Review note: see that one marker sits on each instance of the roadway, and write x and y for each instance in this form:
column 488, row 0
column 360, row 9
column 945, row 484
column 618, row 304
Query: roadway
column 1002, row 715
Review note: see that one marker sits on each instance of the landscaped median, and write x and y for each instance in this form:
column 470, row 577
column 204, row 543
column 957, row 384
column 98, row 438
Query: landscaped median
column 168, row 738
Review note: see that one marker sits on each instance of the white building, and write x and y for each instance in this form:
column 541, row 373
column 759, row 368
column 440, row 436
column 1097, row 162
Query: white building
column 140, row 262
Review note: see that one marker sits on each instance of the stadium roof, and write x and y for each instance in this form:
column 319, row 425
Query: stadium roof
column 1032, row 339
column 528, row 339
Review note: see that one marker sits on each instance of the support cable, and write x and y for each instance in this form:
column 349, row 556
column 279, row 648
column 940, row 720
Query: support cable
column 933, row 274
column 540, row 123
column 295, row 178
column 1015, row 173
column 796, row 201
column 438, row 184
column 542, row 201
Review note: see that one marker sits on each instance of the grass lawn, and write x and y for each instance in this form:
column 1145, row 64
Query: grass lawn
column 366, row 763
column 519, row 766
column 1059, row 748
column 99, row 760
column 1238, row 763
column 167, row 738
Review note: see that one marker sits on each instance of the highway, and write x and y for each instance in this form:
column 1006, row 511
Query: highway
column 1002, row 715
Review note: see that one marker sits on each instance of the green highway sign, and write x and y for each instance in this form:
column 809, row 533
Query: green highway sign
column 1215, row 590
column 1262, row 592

☆ ☆ ☆ ☆

● **WORK TO BE COMPLETED**
Please return the entire listing above word for word, with every line unchanged and in its original order.

● **TASK RESPONSE**
Review note: see that one marker sits on each instance of the roadway, and write x and y for each instance in this form:
column 488, row 0
column 360, row 9
column 945, row 484
column 618, row 304
Query: roadway
column 1002, row 715
Review note: see that one marker sits on each instance of the landscaped median, and write x and y for each instance in this form:
column 470, row 577
column 204, row 543
column 957, row 384
column 98, row 438
Query: landscaped median
column 168, row 738
Review note: see that one marker sits on each instance of the white building, and write x and y for each instance in this form:
column 541, row 373
column 759, row 368
column 440, row 436
column 1097, row 162
Query: white building
column 140, row 262
Review note: see that one marker sits on each instance of the stadium roof, and write x and y for each instance in this form:
column 319, row 425
Query: stadium roof
column 1032, row 339
column 528, row 339
Review note: see that one marker sits on each instance of the support cable, and write x and y for each instance in this form:
column 349, row 556
column 279, row 648
column 940, row 720
Query: support cable
column 933, row 274
column 540, row 123
column 295, row 178
column 1015, row 173
column 796, row 201
column 438, row 184
column 542, row 201
Review note: see that one marker sits on each instance of the grass lawn, and write x and y for each instance in this form:
column 1145, row 64
Query: grass lawn
column 366, row 763
column 519, row 766
column 1059, row 748
column 99, row 760
column 1238, row 763
column 167, row 738
Review note: see that one marker sits on each instance of the highway, and write x and y for each instance in this form:
column 1006, row 511
Query: highway
column 1002, row 715
Review note: see that one marker sits on each instance of the green highway sign, and write x and y for each instance in this form:
column 809, row 533
Query: green highway sign
column 1215, row 590
column 1262, row 592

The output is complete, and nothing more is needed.